Aufgabe -> Welche Ausdrücke im Quellenauszug über Hebel-ETFs enthalten die Buchstabenfolge „ETF“? Nennen Sie jeden davon.

Quellenauszug ->
┄┄┄┄┄┄

Wieder einmal sind uns die USA hier am Finanzmarkt um einige Schritte voraus. Während diese Produktgruppe in den USA langsam aussterben wird, werden bei uns noch neue Hebel-ETFs an den Markt gebracht. Es ist meiner Ansicht nach nur eine Frage der Zeit, bis auch bei uns diese Produkte für Privatanleger zumindest mit besonderen Auflagen versehen werden.

Abgesehen von der gefährlichen Natur dieser Produkte führen sie auch zu übertriebenen Kursbewegungen in den zugrunde liegenden Werten. Wenn beispielsweise ein Double-DAX-Long-ETF, wie unlängst von ETF Securities aufgelegt, Mittelzuflüsse von 1 Mio. Euro verzeichnet, dann werden DAX Aktien im Wert von 2 Mio. Euro gekauft bzw. entsprechende Käufe über Optionen und andere Derivate abgebildet.

┄┄┄┄┄┄

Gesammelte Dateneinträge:
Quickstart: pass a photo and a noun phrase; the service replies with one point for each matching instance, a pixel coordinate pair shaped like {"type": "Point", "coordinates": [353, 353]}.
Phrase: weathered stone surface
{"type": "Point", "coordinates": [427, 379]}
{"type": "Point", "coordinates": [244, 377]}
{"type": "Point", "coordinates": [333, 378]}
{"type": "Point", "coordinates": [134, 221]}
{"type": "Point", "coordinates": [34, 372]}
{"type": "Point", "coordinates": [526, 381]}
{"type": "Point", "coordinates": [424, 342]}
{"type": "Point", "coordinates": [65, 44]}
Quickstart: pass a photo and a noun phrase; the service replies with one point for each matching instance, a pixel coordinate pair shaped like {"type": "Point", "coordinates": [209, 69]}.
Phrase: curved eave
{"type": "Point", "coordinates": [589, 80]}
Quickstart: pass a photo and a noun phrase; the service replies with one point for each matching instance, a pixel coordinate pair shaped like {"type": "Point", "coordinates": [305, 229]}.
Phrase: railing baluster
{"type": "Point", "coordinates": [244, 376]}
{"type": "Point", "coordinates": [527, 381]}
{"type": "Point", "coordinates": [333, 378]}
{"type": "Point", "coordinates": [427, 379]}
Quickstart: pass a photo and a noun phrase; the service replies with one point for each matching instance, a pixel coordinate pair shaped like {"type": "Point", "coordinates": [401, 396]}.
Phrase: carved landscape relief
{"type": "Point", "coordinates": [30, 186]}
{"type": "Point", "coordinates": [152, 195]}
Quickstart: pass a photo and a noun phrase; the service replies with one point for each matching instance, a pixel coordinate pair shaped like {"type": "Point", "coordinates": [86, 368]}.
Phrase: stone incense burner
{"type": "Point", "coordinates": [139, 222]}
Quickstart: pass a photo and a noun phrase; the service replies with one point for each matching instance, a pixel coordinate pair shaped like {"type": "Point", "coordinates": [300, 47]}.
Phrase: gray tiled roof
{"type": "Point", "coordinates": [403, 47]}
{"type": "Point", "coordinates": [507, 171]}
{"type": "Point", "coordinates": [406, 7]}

┄┄┄┄┄┄

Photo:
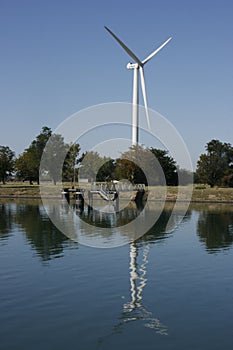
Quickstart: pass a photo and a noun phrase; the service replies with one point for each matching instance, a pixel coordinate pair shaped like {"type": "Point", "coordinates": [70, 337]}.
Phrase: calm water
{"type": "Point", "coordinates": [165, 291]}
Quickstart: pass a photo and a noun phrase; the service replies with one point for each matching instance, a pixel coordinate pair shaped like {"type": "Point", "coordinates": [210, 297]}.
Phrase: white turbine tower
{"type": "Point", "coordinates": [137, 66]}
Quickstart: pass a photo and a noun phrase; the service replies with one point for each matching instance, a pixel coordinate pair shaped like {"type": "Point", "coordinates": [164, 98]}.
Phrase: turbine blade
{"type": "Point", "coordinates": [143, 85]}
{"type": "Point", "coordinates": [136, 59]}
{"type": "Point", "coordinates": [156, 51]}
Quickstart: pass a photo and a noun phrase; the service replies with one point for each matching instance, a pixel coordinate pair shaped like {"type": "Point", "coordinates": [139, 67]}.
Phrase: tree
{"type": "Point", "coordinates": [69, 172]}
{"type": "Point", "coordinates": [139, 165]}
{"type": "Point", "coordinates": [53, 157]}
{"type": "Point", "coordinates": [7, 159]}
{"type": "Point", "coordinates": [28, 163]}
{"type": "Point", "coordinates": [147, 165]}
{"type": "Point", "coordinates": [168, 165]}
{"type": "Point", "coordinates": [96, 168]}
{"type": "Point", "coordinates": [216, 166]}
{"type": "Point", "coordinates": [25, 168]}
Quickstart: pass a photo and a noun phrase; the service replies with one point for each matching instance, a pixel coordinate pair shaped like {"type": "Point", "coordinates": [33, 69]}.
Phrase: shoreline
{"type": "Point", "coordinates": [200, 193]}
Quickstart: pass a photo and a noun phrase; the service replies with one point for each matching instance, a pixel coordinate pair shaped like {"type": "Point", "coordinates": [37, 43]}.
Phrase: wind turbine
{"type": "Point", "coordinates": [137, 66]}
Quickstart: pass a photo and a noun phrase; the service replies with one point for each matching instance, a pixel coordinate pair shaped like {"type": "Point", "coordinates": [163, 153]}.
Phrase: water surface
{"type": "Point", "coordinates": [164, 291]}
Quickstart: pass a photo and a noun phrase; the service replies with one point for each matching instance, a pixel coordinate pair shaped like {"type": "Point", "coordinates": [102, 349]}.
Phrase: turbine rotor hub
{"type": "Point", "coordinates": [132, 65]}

┄┄┄┄┄┄

Lösung ->
- Hebel-ETFs
- Double-DAX-Long-ETF
- ETF Securities